Coordinate annotation data:
________________________

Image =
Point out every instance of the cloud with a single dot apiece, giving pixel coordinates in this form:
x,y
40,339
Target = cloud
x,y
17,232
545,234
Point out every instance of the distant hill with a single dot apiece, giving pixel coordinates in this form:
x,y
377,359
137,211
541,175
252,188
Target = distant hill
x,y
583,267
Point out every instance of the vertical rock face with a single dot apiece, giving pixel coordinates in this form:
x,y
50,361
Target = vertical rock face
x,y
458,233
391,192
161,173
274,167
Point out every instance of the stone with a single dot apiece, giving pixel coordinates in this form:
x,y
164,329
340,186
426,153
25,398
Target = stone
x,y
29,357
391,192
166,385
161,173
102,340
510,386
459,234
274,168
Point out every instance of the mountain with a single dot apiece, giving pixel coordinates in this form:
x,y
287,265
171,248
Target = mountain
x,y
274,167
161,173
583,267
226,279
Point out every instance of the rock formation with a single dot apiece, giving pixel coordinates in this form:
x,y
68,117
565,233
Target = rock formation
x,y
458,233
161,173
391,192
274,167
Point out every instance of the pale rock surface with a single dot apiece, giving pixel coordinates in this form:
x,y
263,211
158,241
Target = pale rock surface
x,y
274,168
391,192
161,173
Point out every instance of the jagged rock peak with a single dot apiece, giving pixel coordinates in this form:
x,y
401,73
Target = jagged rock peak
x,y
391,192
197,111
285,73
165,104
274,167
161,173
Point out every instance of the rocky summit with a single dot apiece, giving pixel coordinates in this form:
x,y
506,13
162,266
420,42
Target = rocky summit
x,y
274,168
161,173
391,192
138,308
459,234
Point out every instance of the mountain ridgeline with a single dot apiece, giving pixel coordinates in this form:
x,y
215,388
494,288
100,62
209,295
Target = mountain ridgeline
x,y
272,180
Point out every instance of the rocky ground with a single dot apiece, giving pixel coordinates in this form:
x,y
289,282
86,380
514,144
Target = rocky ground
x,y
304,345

________________________

What the task asks :: Replace "Target" with "Label" throughout the data above, and keep everything else unchanged.

Full solution ::
Image =
Point out every instance of the cloud with a single dot apiece, giving pixel coordinates in this form:
x,y
40,339
Label = cloud
x,y
17,232
545,234
Point out every instance of the distant hill with a single dot apiece, giving pixel coordinates in this form:
x,y
377,359
137,211
541,175
252,188
Label = distant hill
x,y
583,267
Point out every instance of the vertical rock face with a single dot apiece, giving pixel coordinates in this form:
x,y
50,361
Label = vertical rock face
x,y
458,233
391,192
161,173
274,167
Point out every instance of the stone with a single dot apiece, giving pixel coordinates in this form:
x,y
164,329
340,186
426,153
25,398
Label = stone
x,y
29,357
391,192
166,385
161,173
102,340
510,386
459,234
274,168
Point out every instance of the mountain with a single dot apiece, giving pixel coordinates in this form:
x,y
287,265
171,248
Label = mountain
x,y
274,167
161,173
583,267
226,279
Point out every instance of the rock formation with a single dot apiece, giving pixel coordinates in this form:
x,y
68,117
565,233
Label = rock formation
x,y
458,233
161,173
391,192
274,167
Point out every instance of the pale rock surface with a single dot apiece, giving pixel coordinates in this form:
x,y
263,211
158,241
Label = pale rock surface
x,y
274,168
391,192
161,173
Point out every instance of the jagged rock peak with a single dot apiece, giving pixel coordinates in this form:
x,y
401,73
Label = jagged rock peak
x,y
391,192
197,111
285,73
165,104
274,167
161,173
Point out every instance of the rocky summit with a single dot apiece, giving pixel coordinates in this form:
x,y
506,13
162,266
420,42
Label = rocky summit
x,y
274,168
161,173
391,192
138,308
459,234
Point out every instance of the mountain ridgeline with a single dot apiece, giving pixel coordinates in this form:
x,y
215,388
494,288
100,62
209,295
Label = mountain ridgeline
x,y
272,180
Point out every instance of the rocky ground with a single dot apiece, giving pixel coordinates in this form:
x,y
289,282
86,380
514,144
Label = rocky ground
x,y
304,345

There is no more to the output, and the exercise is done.